▸ Written task 1: Copy out the passage on St Bavo's abbey, starting with "Indeed, all of" and going on through "wished to court.", and swap "landholders" for "landowners".

Indeed, all of the saints of St Bavo's - on your handout - lived or
died in
Flanders or near Liege, precisely those regions whose landholders and
nobility
the abbey wished to court.
The
bitter feud between
St Bavo's and St Peter's, at its height between 950 and 1120 and
continuing to
1200, had enormous consequences for literary and musical activity at
the
abbeys. Saints' lives, translations, elevations, adventi and
miracles
were needed in quantity and sometimes at short notice, and music was
required
for the new cults as well. (It should not surprise that a vast
literature by
eminent historians of the Middle Ages considers everything but the
music!) When
the feuding ended, the monks, now reconciled to a status quo, added the
saints
venerated by their neighbors to their service books, and in this way
both
abbeys and later their subordinate parish churches came to sing much
newly-composed
music, a local repertory which would endure for centuries (offices and Vitae
listed on p. 3-4 of handout).
When were
these chants
sung? In the sixteenth century, the chants for the saints of St Bavo's
abbey
were performed on three types of occasions: the main saints' festivals
with a
full office and mass, at specified processional stations, and as
memorials.
Usually, chant from the offices was reassigned to processions and
memorials,
but in the sixteenth century, newer responsories and antiphons were
copied into
the processionals, an indication that the repertory had indeed changed
over
time. Separate from the office chant was the chant for the mass, which
was
derived from the commune sanctorum and had no musical or
textual
relationship to the office. The only new mass compositions were several
'late'
sequences not necessarily from Ghent. Thus, the music very likely
created at St
Bavo's abbey was principally that of the saints' offices or historie.

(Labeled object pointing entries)
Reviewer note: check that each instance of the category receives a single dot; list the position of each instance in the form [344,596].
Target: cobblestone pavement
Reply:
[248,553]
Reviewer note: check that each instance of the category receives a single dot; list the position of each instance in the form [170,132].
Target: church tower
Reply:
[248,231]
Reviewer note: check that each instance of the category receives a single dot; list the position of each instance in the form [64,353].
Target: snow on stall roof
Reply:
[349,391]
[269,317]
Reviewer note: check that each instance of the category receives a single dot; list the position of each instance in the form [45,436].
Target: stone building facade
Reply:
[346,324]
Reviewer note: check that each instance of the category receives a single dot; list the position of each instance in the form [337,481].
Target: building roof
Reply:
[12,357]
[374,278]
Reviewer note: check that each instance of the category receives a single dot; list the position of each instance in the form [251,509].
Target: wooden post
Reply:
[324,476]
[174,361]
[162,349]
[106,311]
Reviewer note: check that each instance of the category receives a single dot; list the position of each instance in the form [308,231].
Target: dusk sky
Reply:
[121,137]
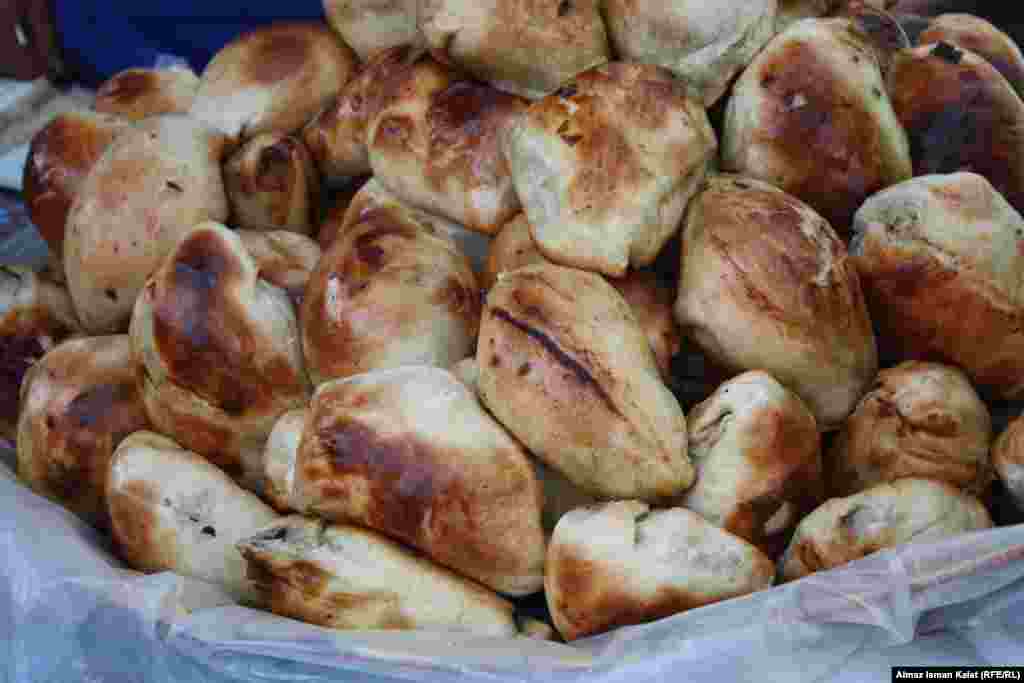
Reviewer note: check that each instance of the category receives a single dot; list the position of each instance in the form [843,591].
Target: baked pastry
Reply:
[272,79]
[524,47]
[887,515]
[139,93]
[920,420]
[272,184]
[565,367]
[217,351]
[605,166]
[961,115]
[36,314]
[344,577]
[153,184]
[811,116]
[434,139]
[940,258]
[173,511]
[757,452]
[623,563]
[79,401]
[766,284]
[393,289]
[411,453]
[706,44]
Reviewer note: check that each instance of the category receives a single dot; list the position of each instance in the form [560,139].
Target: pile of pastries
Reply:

...

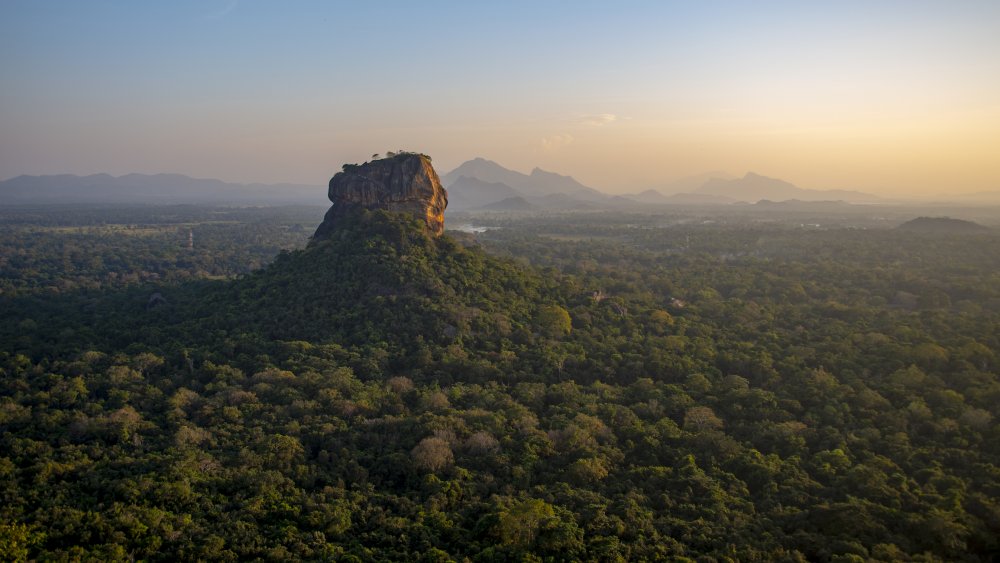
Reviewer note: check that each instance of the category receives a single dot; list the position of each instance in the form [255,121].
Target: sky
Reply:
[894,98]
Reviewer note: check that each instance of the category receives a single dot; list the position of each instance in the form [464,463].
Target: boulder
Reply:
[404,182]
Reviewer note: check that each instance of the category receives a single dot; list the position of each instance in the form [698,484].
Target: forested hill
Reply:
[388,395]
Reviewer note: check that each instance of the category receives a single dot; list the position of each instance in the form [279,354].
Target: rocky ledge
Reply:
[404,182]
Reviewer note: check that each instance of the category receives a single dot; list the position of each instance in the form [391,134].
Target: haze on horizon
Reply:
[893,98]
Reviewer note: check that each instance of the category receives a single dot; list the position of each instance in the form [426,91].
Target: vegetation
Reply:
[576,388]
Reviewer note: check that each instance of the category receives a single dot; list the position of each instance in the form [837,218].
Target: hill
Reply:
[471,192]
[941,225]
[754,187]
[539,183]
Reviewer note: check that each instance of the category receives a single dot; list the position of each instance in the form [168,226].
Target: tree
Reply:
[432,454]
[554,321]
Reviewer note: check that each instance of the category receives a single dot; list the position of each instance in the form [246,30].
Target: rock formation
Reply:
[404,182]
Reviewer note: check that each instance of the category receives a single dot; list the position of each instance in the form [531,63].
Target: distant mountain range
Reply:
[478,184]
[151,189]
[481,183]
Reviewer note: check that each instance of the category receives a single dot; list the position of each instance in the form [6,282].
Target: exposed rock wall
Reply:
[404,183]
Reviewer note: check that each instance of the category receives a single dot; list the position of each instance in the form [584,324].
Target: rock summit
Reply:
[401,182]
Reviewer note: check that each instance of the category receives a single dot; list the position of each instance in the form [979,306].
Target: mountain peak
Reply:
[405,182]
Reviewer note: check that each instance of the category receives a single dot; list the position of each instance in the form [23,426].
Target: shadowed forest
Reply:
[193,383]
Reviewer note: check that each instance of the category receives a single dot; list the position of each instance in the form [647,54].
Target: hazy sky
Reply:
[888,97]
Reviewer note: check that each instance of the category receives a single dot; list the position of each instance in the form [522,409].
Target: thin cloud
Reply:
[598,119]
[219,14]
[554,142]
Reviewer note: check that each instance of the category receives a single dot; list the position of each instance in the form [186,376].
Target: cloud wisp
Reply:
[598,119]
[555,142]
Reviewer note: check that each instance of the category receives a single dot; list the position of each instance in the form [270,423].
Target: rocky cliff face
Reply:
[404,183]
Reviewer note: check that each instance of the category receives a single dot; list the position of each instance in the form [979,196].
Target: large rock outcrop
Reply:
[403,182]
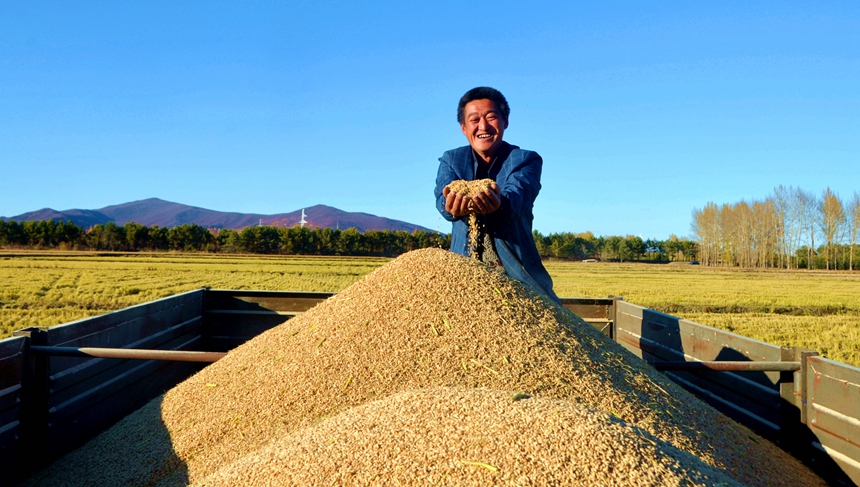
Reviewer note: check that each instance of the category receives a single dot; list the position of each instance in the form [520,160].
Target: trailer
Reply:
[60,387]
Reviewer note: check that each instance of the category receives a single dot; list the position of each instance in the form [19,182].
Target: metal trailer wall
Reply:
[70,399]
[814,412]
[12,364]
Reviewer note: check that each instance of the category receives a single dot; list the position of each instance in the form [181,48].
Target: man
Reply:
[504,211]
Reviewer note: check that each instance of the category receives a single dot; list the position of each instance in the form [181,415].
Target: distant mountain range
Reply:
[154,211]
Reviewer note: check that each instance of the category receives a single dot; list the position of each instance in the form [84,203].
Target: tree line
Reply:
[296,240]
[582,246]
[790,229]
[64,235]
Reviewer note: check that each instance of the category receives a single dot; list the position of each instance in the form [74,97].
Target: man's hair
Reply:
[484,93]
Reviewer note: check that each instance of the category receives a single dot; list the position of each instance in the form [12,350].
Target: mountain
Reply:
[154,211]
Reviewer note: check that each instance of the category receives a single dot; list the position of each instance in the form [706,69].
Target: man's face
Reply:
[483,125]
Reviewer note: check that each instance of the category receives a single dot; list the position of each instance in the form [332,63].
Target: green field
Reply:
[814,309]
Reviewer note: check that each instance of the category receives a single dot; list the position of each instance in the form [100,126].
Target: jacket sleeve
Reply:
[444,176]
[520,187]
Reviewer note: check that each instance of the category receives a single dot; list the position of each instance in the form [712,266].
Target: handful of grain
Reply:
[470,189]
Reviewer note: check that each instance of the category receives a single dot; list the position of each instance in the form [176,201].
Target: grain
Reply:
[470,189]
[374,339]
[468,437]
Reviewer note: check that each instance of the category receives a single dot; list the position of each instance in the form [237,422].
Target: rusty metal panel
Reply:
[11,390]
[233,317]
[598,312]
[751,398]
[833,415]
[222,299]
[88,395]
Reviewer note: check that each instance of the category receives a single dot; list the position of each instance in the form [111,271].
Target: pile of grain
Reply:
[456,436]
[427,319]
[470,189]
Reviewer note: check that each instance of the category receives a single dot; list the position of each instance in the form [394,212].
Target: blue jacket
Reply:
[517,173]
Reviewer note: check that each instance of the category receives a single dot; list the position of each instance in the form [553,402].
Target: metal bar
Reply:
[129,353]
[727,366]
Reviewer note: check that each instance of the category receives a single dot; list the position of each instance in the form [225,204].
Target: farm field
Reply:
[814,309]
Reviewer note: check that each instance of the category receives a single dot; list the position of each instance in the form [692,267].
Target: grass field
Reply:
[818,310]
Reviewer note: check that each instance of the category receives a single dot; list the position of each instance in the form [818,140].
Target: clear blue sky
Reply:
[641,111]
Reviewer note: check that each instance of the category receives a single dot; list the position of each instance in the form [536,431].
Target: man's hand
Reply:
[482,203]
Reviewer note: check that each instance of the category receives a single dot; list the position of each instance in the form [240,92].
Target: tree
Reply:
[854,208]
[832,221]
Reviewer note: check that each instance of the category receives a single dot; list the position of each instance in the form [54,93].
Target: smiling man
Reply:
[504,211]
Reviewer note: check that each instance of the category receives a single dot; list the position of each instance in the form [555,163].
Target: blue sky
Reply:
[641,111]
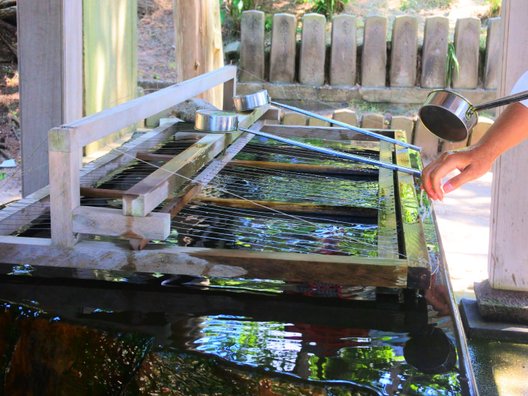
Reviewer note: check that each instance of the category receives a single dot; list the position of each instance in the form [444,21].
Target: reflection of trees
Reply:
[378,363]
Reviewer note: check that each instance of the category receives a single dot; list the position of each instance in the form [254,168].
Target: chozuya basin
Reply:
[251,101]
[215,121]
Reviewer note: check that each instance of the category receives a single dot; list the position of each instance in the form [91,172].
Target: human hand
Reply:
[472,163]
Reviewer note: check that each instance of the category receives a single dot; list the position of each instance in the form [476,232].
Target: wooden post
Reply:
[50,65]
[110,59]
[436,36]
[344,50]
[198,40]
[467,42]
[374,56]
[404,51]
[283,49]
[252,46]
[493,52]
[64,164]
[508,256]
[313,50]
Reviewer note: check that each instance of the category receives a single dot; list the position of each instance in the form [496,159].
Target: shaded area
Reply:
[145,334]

--

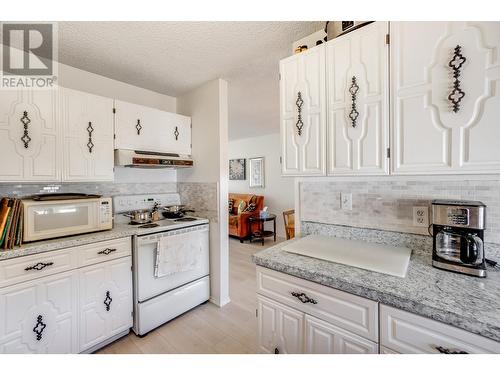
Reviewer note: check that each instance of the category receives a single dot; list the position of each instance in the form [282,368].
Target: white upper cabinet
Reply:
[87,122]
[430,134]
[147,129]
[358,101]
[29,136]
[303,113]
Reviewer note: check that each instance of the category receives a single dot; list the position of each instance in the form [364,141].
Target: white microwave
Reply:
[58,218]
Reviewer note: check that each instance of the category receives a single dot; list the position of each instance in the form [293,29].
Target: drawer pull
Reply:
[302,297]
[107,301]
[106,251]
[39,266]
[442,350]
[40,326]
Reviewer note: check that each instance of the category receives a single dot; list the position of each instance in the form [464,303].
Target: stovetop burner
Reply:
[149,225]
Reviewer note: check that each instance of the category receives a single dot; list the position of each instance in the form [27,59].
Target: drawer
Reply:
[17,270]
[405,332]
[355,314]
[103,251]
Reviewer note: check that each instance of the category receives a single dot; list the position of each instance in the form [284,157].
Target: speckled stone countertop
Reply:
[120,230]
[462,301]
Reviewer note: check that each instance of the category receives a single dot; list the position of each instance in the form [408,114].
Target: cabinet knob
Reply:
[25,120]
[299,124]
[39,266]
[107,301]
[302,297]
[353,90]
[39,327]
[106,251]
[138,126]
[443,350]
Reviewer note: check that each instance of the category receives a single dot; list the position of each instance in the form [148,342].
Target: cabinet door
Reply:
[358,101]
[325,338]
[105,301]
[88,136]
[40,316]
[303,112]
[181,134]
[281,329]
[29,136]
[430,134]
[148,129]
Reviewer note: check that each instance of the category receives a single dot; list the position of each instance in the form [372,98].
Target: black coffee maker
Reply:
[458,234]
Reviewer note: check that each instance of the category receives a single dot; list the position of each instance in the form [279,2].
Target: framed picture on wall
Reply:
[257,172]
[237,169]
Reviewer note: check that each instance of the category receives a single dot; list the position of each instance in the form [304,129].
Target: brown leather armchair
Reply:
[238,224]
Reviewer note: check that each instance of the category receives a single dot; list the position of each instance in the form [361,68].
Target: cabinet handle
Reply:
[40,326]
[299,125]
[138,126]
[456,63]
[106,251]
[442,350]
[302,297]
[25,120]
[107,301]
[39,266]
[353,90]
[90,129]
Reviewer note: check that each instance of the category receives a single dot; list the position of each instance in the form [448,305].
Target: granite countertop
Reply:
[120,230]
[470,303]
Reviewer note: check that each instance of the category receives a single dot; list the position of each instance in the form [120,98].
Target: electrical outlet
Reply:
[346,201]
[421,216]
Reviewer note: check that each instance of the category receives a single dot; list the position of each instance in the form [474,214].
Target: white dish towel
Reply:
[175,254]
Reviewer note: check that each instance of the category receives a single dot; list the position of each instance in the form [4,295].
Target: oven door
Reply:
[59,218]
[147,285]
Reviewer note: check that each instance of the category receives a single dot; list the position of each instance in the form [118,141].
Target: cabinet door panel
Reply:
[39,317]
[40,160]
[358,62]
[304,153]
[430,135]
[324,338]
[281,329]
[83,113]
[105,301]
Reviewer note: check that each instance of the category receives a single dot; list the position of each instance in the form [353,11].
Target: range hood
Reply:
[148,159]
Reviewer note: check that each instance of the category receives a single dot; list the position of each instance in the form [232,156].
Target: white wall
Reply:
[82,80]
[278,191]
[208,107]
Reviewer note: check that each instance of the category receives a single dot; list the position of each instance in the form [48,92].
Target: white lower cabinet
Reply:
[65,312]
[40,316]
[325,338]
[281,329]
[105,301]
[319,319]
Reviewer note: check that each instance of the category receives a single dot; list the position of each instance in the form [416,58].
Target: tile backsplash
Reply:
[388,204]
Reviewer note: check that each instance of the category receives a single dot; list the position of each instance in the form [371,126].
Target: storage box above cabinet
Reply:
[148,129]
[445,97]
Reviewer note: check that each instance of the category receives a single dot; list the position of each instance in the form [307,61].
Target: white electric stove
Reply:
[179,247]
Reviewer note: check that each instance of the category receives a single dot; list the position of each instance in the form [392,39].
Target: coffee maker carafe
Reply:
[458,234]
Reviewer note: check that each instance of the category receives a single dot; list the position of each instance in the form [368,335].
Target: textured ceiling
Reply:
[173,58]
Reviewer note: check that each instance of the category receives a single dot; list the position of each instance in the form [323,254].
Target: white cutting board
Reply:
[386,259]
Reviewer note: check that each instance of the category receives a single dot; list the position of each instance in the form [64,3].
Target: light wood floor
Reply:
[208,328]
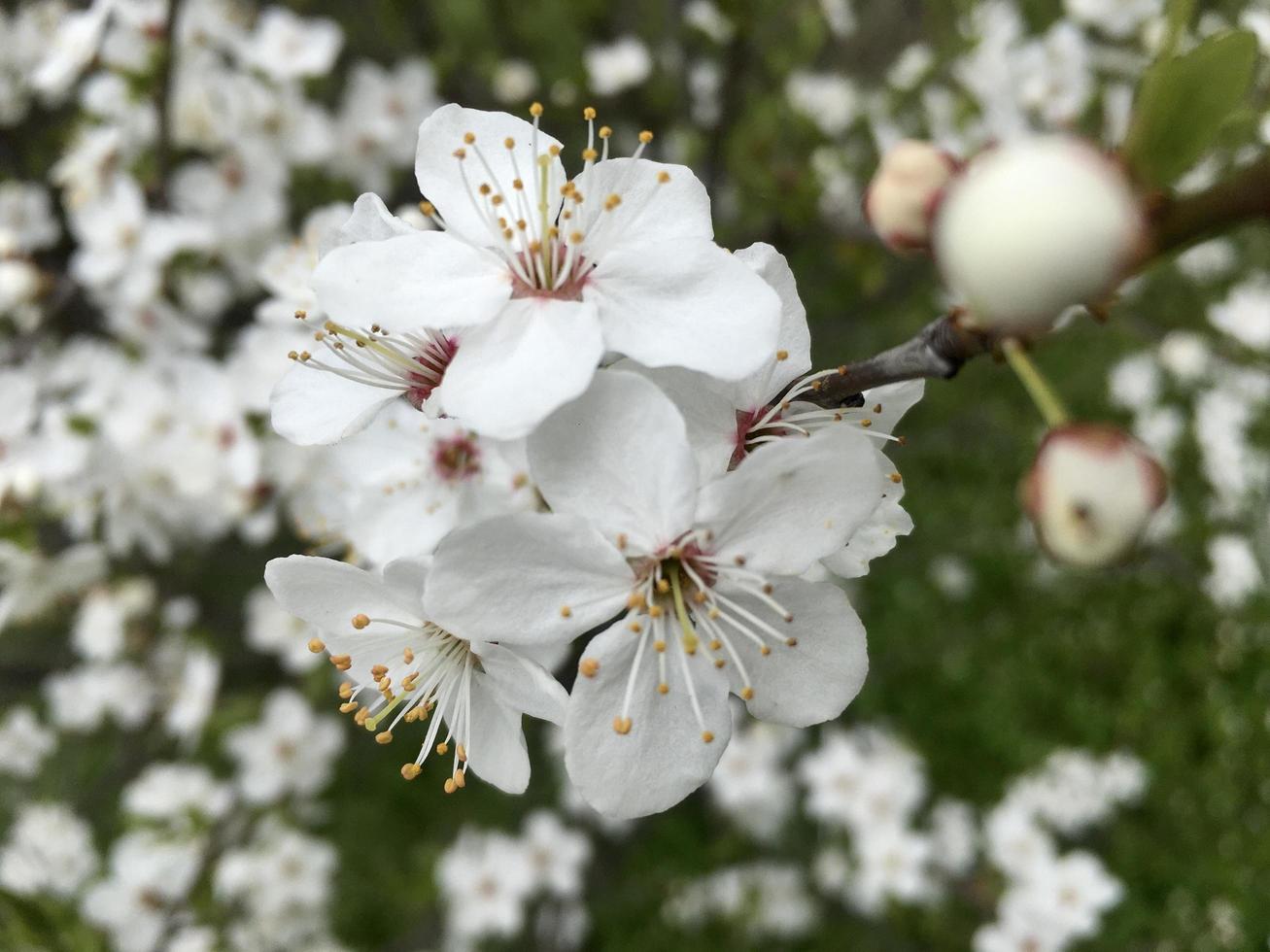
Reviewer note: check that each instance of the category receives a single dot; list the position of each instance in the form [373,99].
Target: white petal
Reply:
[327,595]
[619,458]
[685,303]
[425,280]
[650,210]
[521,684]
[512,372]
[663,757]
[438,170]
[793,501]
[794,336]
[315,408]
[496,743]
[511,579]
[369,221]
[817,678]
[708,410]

▸ Written task 2: List every row that holds the word "door".

▸ Written response 1:
Indeed, all of the saints of St Bavo's - on your handout - lived or
died in
Flanders or near Liege, precisely those regions whose landowners and
nobility
the abbey wished to court.

▸ Written response 2:
Target: cabinet door
Target: oven door
Target: cabinet door panel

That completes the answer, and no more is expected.